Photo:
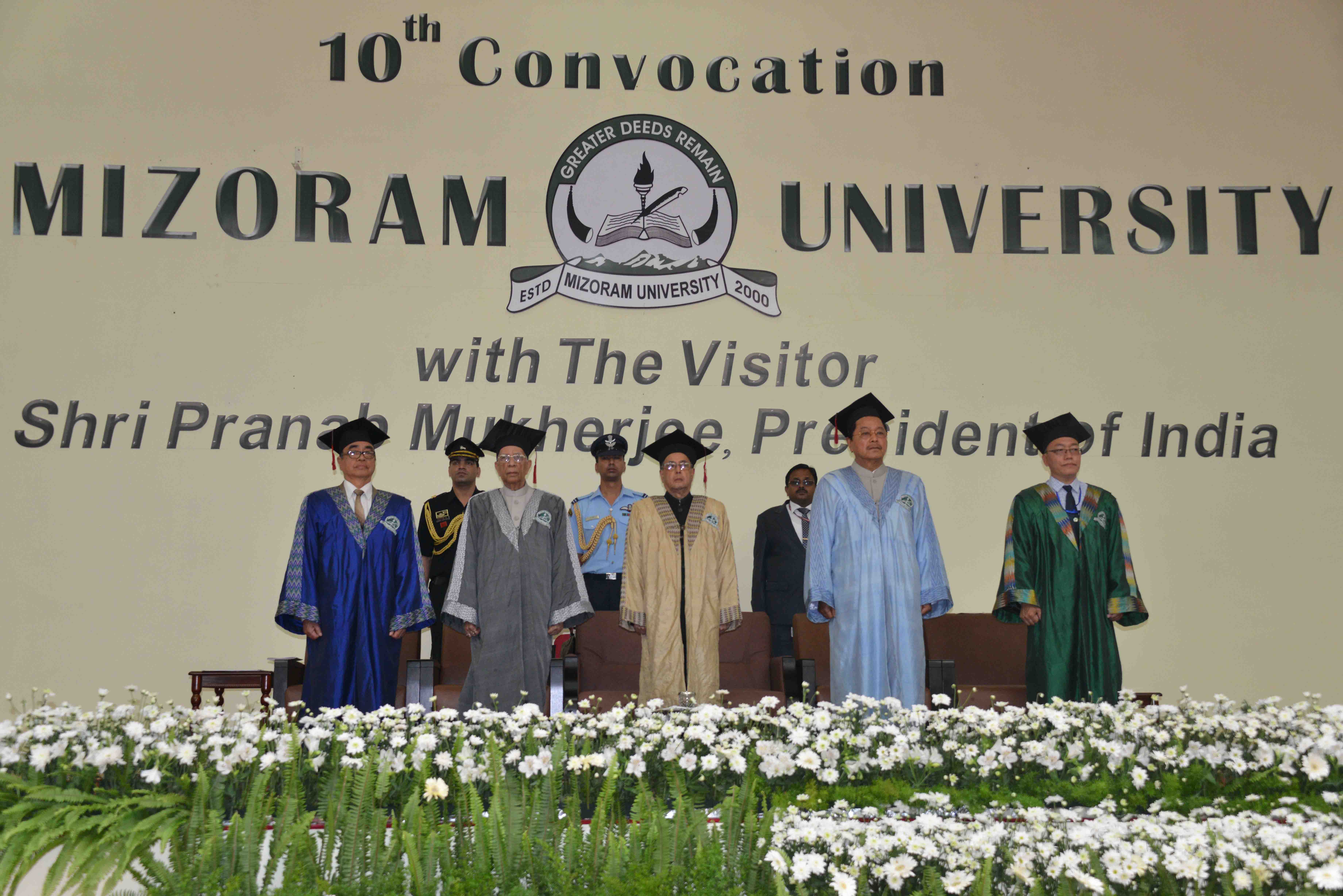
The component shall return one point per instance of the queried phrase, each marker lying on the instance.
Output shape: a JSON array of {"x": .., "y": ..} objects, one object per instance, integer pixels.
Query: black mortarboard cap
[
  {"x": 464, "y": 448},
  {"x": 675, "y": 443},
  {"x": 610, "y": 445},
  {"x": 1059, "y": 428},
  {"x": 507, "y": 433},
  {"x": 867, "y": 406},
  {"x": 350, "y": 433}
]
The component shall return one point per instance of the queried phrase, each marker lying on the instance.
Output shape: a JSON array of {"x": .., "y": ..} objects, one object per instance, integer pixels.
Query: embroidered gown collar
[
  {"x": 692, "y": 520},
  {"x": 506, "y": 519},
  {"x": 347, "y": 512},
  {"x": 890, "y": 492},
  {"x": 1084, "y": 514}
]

- - - - - - -

• [Instruction]: Could you copy out every row above word for word, leaving out the pictures?

• [Task response]:
Photo:
The component shall return one point per instance of the queried phrase, each marker lying on the instance.
Output shape: a JSON array of {"x": .., "y": ..} objects, one object per instance, integer pixels.
Query: black mortarboard cap
[
  {"x": 464, "y": 448},
  {"x": 675, "y": 443},
  {"x": 610, "y": 445},
  {"x": 1059, "y": 428},
  {"x": 507, "y": 433},
  {"x": 867, "y": 406},
  {"x": 350, "y": 433}
]
The component shall return one point per instance of the queried phrase, each marker lying on the instance.
Output shape: a JSON array of {"x": .., "y": ..} objects, one object per instance, integer pixels.
Query: embroidered gown collar
[
  {"x": 692, "y": 520},
  {"x": 506, "y": 519},
  {"x": 347, "y": 512},
  {"x": 890, "y": 492},
  {"x": 1084, "y": 514}
]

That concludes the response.